*SET PROBLEM*. Copy out all the entries below, including each request, and increase every point coordinate in the answers by 72. Leave the pictures out.
[BEGIN]
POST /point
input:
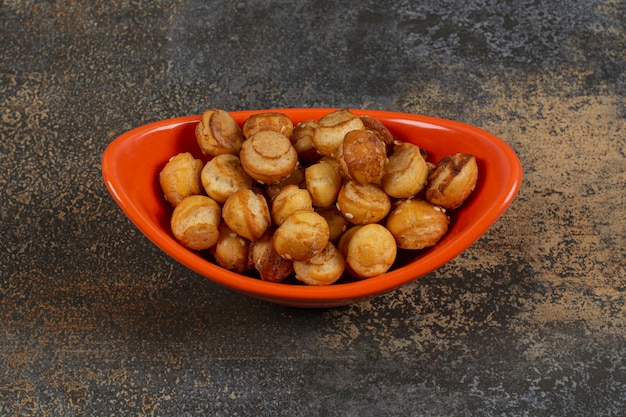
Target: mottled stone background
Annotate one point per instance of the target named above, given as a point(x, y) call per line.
point(529, 321)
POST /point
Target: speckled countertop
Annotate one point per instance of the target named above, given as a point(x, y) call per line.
point(529, 321)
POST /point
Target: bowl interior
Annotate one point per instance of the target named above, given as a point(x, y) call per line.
point(132, 162)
[END]
*THE RESPONSE*.
POST /point
input:
Target: mottled stone background
Annotate one point per instance of the target named above, given as a point(x, y) call per line.
point(601, 393)
POST /point
Target: speckled countertop
Annotate one point per instance of the target named above, given as a point(x, y) call per line.
point(601, 393)
POST /point
Target: bowl interior
Annotate one point per instance of the target named above, given as a point(x, y) call per line.
point(204, 234)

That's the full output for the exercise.